PROBLEM DETAILS:
Would you write out the lines below word for word, with nothing changed?

____

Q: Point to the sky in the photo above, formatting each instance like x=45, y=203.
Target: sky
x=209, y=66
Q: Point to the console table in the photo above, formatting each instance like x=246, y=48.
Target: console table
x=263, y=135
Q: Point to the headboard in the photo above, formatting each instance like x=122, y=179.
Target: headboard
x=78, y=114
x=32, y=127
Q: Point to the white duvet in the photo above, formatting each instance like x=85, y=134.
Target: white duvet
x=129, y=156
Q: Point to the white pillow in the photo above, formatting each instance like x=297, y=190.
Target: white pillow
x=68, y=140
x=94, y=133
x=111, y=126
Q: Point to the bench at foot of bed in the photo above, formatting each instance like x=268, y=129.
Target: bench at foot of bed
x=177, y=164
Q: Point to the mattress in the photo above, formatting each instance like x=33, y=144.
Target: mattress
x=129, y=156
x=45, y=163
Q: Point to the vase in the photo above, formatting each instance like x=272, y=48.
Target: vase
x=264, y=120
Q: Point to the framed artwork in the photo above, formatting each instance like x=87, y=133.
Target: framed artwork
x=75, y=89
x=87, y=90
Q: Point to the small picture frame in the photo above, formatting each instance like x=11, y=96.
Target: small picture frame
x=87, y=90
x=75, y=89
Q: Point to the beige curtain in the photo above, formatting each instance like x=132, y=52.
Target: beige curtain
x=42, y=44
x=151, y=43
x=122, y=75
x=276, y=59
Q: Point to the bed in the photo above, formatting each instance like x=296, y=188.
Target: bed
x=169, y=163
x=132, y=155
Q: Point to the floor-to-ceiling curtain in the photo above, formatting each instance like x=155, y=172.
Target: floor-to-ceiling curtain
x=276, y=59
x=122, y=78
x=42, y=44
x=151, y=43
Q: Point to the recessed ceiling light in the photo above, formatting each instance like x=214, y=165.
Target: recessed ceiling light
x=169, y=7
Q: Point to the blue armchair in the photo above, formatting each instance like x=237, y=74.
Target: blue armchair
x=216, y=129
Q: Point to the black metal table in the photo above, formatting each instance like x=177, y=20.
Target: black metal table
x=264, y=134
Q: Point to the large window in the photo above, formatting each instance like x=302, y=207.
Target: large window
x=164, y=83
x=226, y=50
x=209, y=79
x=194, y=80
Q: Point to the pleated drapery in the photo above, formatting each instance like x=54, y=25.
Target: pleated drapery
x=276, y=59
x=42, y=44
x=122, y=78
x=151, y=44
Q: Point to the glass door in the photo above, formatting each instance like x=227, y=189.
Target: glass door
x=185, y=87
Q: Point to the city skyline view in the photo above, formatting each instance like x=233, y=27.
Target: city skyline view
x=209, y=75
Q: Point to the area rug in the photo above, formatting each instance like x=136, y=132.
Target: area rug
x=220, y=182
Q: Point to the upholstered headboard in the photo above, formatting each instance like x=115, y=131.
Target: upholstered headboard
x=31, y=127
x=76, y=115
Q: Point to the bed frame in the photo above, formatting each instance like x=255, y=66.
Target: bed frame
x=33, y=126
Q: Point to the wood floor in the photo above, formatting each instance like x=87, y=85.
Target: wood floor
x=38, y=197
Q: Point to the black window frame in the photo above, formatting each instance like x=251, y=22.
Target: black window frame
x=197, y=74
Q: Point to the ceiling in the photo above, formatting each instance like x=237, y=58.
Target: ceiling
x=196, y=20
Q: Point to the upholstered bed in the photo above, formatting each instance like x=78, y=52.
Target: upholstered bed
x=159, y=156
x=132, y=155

____

WRITTEN SOLUTION:
Q: Point to the sky in the photo above, formatting each instance like x=45, y=203.
Target: sky
x=209, y=66
Q: Point to the console table in the photo above, formatting each instance like x=246, y=48.
Target: console table
x=263, y=135
Q: Point to the headboard in the photo above, formatting each instance like x=122, y=179.
Target: headboard
x=78, y=114
x=32, y=127
Q: Point to the white duvet in the photo above, formatting each instance like x=85, y=134.
Target: white duvet
x=129, y=156
Q: Point to the white pillow in the photo above, formatting each instance like x=297, y=190.
Target: white pillow
x=68, y=140
x=94, y=133
x=111, y=126
Q: Point to the bench at foot of bed in the photo above, formatting each instance like x=268, y=129.
Target: bench at foot of bed
x=177, y=164
Q: Point to the mattress in the photo above, formatting each instance like x=33, y=144.
Target: mattress
x=129, y=156
x=45, y=163
Q: Point to the vase in the photo above, formatting each instance like x=272, y=48.
Target: vase
x=264, y=120
Q: Point to the framed artwork in the photo above, formatting each instance like x=87, y=133.
Target: framed artwork
x=75, y=89
x=87, y=90
Q: Point to the small picture frame in the photo above, formatting each instance like x=11, y=96.
Target: small picture frame
x=87, y=90
x=75, y=89
Q: Point to the beige curtain in the photo above, formatting each instance like x=132, y=52.
Target: beige curtain
x=42, y=44
x=151, y=43
x=122, y=75
x=276, y=59
Q: Point to the bed in the photo above, formatting each instance like x=296, y=188.
Target: bed
x=169, y=163
x=132, y=155
Q: Point to the floor-to-ceiling curtain in the photo above, formatting each instance like x=155, y=172.
Target: floor-to-ceiling curtain
x=276, y=59
x=122, y=78
x=42, y=44
x=151, y=43
Q: Point to the recessed ceiling light in the photo above, formatting each instance like x=214, y=165.
Target: recessed ceiling light
x=169, y=7
Q: Point to the blue armchair in the photo above, formatting each instance like x=237, y=74.
Target: blue armchair
x=216, y=129
Q: Point to the black metal table in the photo above, formatting each instance like x=177, y=20.
Target: black metal table
x=264, y=134
Q: Point to the large window in the photo above, formatting each instance like x=302, y=207.
Target: large window
x=164, y=83
x=226, y=50
x=209, y=79
x=194, y=80
Q: Point to the pleated drapery in the photo above, formatting each instance like x=54, y=25.
Target: pleated drapery
x=276, y=59
x=42, y=44
x=122, y=78
x=151, y=44
Q: Point to the glass door in the photo above, formatting each instance like x=227, y=189.
Target: glass door
x=185, y=87
Q: Point to the city skyline view in the photo above, formatting each instance like x=233, y=27.
Target: city skyline view
x=209, y=75
Q: Point to the area rug in the photo above, formatting each instance like x=136, y=132.
Target: area rug
x=220, y=182
Q: Point to the upholstered headboard in the photo above, formatting each instance like x=115, y=131.
Target: upholstered headboard
x=31, y=127
x=76, y=115
Q: Point to the bed frame in the photo above, formatting each instance like x=255, y=66.
Target: bed frame
x=33, y=126
Q: Point to the wood floor in the photo above, formatting each instance like x=87, y=85.
Target: wood floor
x=38, y=197
Q: Point to the black window frame in the photo above, formatting each instance like x=251, y=22.
Target: black window frame
x=197, y=74
Q: Point to the ceiling in the photo above, formatting each instance like x=237, y=58.
Target: ceiling
x=196, y=20
Q: Point to the upholstered bed in the photo above, formatting each instance like x=78, y=52.
Target: upholstered bed
x=159, y=156
x=132, y=155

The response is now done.